*** Begin section ***

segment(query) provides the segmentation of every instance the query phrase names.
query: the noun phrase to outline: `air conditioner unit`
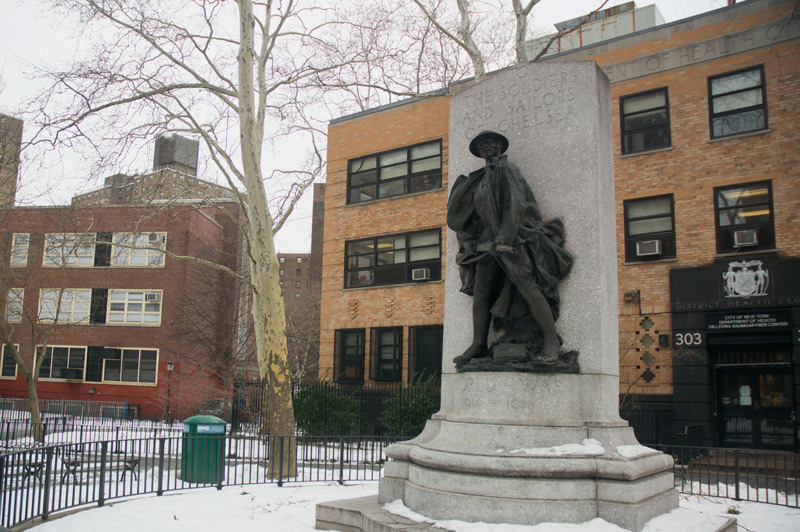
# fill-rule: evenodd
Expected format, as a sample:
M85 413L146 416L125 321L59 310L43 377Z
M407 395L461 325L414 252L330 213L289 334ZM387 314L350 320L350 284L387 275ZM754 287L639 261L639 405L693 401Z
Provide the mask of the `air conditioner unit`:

*** End section ***

For this task, give again exactly the lines from the line with "query: the noun" through the end of the entries, including both ends, and omit the pictures.

» **ANSWER BOX**
query: the noun phrase to outline: `air conditioner unit`
# fill-rule: evenodd
Expected format, as a sample:
M85 413L146 416L125 321L59 310L43 377Z
M407 395L461 325L414 252L330 213L289 334ZM387 314L350 320L350 284L387 275ZM754 287L639 261L639 405L693 401Z
Provide the mask of the `air conditioner unit`:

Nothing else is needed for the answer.